[Source records]:
:::::

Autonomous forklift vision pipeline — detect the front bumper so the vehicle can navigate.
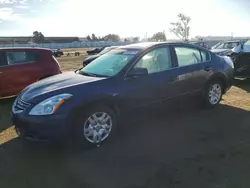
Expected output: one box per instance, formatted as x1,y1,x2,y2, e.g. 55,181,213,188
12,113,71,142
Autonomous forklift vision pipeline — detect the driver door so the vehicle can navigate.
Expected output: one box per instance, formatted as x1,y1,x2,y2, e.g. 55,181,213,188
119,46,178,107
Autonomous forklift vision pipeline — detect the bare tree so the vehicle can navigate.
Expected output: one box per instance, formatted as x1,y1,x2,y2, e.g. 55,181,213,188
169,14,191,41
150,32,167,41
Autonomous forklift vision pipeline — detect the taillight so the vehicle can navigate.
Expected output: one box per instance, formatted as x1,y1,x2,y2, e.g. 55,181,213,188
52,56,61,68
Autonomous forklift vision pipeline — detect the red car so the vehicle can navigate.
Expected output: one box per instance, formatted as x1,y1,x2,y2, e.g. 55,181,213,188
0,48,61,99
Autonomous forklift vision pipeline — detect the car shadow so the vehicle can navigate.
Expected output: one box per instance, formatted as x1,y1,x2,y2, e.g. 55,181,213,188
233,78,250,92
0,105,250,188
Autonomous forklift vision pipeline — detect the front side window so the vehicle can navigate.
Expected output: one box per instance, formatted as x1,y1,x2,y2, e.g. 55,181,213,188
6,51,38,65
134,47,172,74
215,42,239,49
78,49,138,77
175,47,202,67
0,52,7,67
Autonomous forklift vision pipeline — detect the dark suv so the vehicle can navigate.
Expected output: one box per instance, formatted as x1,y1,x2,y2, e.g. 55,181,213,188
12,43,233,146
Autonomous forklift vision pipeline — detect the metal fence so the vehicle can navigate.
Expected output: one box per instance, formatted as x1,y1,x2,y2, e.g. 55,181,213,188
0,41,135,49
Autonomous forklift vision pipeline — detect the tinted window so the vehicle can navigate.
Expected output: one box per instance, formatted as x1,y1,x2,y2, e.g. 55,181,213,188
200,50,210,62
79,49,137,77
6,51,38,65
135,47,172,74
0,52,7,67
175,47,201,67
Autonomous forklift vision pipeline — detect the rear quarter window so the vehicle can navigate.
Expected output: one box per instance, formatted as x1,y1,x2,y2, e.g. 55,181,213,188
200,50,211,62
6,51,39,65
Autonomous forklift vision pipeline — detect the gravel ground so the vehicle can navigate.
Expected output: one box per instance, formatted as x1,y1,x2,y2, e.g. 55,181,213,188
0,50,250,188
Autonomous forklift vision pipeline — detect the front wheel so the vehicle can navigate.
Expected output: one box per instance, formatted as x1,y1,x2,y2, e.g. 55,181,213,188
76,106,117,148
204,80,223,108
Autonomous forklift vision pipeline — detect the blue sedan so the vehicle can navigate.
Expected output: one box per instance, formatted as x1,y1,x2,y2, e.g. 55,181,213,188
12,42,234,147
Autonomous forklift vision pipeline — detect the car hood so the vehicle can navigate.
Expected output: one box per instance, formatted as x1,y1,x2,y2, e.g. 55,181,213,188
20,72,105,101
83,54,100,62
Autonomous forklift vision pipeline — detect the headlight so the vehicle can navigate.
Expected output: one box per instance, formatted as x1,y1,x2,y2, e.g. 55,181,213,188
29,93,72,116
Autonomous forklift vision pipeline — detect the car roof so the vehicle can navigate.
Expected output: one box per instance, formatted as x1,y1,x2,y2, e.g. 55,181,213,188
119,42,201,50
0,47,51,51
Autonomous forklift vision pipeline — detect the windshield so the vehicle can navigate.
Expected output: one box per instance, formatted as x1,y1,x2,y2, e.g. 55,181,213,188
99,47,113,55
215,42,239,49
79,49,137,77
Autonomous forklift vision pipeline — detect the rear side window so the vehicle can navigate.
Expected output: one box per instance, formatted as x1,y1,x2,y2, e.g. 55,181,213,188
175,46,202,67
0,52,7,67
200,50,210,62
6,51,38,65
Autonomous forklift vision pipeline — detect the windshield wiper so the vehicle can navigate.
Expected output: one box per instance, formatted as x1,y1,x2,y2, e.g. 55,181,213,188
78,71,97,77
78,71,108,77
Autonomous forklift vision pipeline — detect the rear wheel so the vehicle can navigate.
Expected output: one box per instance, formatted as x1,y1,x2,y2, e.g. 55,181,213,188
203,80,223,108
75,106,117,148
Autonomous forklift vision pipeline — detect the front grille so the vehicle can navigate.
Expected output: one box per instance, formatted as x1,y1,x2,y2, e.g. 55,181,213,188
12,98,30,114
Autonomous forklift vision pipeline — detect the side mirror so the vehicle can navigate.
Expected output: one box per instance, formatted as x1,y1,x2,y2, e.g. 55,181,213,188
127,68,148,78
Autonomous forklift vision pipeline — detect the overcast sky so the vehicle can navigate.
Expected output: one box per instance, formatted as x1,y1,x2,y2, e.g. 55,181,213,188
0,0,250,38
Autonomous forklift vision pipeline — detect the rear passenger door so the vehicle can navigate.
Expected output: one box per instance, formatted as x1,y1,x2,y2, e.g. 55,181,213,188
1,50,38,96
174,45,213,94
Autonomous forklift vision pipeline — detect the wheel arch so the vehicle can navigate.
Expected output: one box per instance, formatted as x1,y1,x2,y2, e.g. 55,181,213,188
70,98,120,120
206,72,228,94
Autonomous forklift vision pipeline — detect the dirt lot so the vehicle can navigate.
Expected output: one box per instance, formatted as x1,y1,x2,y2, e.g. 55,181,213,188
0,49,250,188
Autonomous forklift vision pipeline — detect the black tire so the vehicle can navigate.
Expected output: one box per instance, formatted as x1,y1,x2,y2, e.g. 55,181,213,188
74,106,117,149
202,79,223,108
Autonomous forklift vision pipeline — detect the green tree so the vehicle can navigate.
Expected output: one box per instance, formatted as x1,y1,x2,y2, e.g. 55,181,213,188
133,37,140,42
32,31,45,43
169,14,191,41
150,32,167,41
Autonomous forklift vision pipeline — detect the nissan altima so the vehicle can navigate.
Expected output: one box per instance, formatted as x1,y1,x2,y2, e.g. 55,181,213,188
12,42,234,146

:::::

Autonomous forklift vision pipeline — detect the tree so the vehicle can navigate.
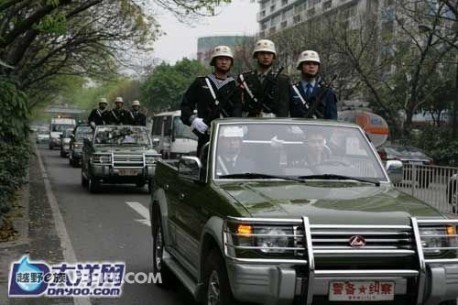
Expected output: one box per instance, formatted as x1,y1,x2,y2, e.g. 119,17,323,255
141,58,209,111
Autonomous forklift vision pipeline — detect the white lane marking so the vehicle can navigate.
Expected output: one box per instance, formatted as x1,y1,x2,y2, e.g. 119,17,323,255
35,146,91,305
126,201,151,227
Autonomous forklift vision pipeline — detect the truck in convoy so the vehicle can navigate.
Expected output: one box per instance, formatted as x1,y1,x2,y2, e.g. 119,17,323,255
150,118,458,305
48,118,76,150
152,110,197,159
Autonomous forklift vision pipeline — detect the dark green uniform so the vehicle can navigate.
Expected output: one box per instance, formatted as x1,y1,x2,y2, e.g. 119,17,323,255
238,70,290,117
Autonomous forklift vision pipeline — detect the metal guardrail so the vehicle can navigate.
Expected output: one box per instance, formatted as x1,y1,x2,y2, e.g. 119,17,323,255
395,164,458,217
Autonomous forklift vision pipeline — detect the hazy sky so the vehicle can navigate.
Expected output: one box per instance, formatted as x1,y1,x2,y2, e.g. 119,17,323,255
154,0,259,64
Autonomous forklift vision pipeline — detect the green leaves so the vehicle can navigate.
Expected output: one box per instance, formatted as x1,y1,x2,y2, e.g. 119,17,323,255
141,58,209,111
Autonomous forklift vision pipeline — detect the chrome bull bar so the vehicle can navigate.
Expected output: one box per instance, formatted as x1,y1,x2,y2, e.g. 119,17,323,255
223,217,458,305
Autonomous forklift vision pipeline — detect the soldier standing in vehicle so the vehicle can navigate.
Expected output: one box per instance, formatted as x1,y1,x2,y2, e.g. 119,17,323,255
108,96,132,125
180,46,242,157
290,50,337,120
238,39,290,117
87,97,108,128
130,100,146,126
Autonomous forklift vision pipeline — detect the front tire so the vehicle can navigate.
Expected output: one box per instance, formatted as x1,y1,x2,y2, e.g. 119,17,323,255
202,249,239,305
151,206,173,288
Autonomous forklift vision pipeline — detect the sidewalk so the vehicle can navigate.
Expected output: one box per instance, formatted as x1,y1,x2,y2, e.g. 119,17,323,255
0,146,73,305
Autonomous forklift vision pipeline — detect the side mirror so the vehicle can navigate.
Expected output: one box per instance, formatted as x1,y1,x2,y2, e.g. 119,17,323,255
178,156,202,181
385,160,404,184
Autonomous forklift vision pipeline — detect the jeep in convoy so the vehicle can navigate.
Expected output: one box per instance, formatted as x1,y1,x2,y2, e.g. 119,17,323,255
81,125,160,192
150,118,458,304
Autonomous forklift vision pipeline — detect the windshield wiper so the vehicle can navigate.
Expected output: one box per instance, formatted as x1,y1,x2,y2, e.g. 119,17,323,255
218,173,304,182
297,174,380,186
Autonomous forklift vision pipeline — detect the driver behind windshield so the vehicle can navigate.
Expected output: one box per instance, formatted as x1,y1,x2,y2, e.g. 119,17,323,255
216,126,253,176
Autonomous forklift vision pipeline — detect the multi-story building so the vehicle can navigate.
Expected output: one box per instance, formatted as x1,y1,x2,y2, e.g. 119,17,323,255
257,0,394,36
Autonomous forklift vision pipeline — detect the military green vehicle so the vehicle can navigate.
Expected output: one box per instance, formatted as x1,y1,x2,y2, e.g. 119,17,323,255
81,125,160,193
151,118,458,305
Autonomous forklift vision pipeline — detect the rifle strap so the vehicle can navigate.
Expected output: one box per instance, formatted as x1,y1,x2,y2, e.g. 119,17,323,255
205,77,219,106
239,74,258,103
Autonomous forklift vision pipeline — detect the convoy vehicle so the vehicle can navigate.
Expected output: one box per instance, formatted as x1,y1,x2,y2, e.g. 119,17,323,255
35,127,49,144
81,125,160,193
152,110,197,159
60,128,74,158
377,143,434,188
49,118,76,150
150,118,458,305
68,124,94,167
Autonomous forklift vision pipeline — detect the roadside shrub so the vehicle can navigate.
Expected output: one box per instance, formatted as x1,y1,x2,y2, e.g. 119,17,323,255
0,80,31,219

:::::

[Short task]: Please copy the material above word for word, starting at the line containing "Autonomous forklift vision pipeline — detect the tree" and ending at the line containing "238,70,290,117", both included. Leave the pictures out of your copy.

[Exercise result]:
Autonomous forklift vision pipeline — detect the tree so the vehicle can navigate.
Expected output: one box per instance, formatted as x1,y1,x2,y2, e.g. 119,17,323,255
141,58,209,111
Autonomous forklift vision pipeline — detect the white lane marking so the vehicle can navigate.
Expected output: one box per instance, formatted as x1,y1,x2,y2, e.g. 119,17,323,255
35,146,91,305
126,201,151,227
Autonomous forklift vision pipeline — detect the truck in convoy so the vehicle can navigate.
Expected output: one box per instance, formatted as x1,y1,x2,y2, e.g. 119,17,323,255
150,118,458,305
48,118,76,150
152,110,197,159
Autonomous forklift vision pipeline — detect the dark green uniform so the vehicle can navigate.
Expected output: one box per instance, formatted as x1,y1,x2,y2, e.g. 119,17,323,255
238,70,290,117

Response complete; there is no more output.